**To do**: Only the lines from the one containing "Target: metal pole" through the end of the entries should be repeated, exactly as they appear, first and last included.

**Photo-based point labeling data**:
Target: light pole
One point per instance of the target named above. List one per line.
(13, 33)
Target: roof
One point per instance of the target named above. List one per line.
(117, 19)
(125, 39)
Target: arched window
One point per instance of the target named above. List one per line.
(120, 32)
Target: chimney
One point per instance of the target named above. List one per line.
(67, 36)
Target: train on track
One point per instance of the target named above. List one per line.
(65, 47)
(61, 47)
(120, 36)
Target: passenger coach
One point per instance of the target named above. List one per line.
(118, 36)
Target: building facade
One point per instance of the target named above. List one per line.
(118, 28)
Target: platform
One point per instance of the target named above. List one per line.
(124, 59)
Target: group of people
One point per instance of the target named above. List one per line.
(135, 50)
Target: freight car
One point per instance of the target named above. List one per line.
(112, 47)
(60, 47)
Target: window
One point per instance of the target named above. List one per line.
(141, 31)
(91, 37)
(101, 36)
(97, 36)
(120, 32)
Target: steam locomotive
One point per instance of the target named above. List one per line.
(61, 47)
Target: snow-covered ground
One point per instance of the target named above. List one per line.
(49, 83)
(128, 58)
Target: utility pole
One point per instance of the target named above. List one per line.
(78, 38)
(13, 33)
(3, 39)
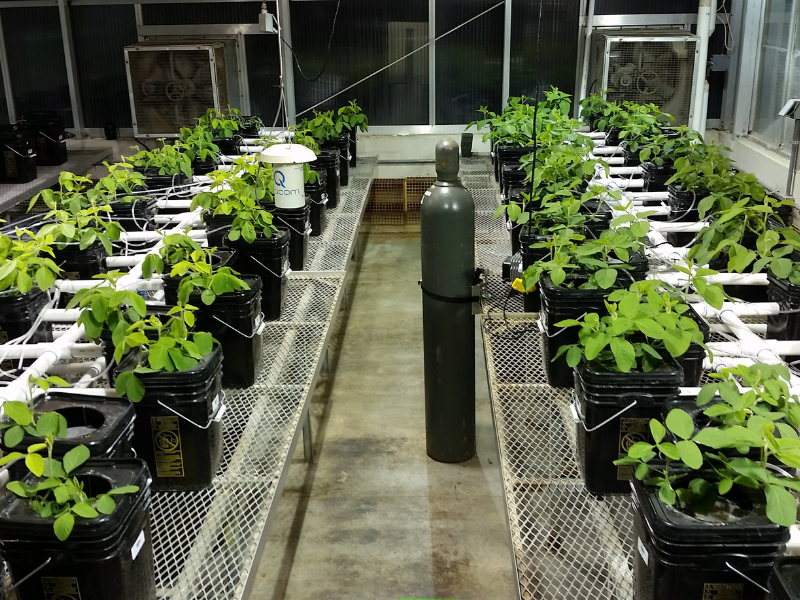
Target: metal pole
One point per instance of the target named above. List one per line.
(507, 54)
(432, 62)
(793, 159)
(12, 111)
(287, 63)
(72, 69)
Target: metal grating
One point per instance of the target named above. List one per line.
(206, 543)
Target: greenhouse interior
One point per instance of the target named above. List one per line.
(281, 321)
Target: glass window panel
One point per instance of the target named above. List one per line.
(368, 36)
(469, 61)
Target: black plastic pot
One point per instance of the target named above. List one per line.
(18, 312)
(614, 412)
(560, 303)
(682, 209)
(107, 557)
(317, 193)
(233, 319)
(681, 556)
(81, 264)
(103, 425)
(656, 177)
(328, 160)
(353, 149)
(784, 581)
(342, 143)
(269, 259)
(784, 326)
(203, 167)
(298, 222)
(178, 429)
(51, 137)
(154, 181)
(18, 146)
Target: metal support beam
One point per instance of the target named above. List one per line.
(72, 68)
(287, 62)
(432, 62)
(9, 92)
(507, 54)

**Task response**:
Target: metal pole
One point per instance of the target named above. List one per line.
(507, 54)
(432, 62)
(793, 159)
(12, 111)
(287, 63)
(72, 69)
Target: metal grating
One point per instance of the target named above. List one per line.
(206, 543)
Target: greenhouse interior
One point per instance of the target named above. List one per line.
(281, 321)
Target: glass window panel
One point per instance of the target named above. List one per line.
(368, 36)
(469, 61)
Target: black plastic pot
One point per instance of the target named above. List one per line.
(18, 312)
(614, 412)
(560, 303)
(682, 209)
(107, 557)
(317, 193)
(233, 319)
(681, 556)
(81, 264)
(103, 425)
(656, 177)
(328, 160)
(353, 149)
(784, 581)
(342, 143)
(269, 259)
(784, 326)
(203, 167)
(298, 222)
(178, 429)
(51, 137)
(154, 181)
(18, 146)
Target: metal support beam
One point per instance of the target named above. List one per line.
(72, 68)
(287, 62)
(432, 62)
(9, 92)
(507, 54)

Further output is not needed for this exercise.